# [Try it]
The answer must consist of every line in the records that contains the word "monument".

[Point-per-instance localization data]
▽

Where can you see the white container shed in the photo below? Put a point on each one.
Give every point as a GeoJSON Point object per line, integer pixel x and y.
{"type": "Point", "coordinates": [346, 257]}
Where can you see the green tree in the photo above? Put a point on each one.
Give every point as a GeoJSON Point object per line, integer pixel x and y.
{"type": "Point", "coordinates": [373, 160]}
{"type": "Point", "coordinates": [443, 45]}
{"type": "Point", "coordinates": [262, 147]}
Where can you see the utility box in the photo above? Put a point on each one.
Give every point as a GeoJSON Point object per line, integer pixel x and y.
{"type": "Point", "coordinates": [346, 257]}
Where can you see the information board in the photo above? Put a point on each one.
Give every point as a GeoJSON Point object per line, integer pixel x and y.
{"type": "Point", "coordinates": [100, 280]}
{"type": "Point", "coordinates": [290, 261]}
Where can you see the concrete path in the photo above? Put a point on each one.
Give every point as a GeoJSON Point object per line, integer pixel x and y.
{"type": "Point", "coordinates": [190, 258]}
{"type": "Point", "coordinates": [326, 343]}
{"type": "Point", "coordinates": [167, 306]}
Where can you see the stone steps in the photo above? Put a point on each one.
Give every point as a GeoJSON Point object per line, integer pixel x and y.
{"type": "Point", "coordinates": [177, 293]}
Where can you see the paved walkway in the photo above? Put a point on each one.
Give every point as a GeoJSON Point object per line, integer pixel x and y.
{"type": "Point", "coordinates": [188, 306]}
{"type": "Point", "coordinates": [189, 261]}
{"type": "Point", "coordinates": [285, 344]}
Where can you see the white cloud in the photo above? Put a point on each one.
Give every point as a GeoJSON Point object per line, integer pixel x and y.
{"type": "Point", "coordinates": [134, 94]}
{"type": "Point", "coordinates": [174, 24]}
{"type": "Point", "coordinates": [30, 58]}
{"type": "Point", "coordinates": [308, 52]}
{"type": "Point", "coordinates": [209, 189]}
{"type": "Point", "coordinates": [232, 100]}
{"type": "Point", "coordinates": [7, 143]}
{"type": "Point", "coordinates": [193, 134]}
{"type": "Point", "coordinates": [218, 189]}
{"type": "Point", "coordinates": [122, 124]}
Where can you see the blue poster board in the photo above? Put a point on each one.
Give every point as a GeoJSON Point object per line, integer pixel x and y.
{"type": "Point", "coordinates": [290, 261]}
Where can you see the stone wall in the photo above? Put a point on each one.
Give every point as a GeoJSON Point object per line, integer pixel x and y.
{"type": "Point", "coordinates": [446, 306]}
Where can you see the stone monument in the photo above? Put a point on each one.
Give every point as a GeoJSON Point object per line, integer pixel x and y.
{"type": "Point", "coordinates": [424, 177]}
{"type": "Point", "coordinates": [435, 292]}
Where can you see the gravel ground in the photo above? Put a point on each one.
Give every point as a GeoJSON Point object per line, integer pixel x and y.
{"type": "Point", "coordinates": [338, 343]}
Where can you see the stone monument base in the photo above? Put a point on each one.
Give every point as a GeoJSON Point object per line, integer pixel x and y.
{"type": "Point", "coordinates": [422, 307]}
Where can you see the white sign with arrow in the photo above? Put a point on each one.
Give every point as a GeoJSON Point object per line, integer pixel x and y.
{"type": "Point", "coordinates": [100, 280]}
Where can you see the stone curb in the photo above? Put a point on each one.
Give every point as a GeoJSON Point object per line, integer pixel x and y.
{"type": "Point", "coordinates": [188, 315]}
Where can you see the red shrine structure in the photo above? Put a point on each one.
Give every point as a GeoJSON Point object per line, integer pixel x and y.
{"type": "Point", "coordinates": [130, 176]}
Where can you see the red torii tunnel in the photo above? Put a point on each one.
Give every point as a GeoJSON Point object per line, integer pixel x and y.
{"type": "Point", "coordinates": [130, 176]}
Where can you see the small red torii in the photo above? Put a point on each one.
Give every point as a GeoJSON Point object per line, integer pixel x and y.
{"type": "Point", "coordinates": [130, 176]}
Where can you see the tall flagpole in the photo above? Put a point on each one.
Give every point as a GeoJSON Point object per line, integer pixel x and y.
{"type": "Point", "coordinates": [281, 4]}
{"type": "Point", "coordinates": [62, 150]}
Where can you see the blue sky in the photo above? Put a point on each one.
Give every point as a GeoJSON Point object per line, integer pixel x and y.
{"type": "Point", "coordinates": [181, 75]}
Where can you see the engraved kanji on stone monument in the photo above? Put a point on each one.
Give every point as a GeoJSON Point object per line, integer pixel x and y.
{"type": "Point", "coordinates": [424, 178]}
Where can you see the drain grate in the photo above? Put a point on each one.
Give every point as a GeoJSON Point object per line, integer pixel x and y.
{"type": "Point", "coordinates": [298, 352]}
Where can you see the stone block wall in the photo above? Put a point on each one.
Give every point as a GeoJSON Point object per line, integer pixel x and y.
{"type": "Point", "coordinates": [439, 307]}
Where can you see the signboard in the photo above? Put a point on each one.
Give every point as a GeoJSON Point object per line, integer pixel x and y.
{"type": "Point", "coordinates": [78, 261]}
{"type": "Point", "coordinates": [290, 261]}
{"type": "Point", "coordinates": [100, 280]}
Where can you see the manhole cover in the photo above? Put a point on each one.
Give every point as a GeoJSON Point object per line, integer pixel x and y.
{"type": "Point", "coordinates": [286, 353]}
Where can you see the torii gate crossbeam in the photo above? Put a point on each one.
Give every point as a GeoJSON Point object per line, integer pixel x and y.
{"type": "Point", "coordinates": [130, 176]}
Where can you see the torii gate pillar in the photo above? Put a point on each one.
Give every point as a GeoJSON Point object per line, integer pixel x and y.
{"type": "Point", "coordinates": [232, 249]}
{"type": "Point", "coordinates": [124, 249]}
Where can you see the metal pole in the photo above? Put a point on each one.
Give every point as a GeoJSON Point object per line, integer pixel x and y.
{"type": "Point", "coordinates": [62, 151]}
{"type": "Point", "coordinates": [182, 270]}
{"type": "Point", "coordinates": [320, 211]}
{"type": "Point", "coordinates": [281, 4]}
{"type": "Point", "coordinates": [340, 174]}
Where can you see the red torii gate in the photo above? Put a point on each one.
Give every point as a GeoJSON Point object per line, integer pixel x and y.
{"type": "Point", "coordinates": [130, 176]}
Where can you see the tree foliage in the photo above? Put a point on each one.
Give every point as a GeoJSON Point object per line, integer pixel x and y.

△

# [Solved problem]
Where can you see the stone monument in the photo above? Put a point on each one.
Where can you see the stone monument base in the photo above? Put a point on each one.
Where can you see the engraved kanji on stone monument in the photo above? Put a point on each one.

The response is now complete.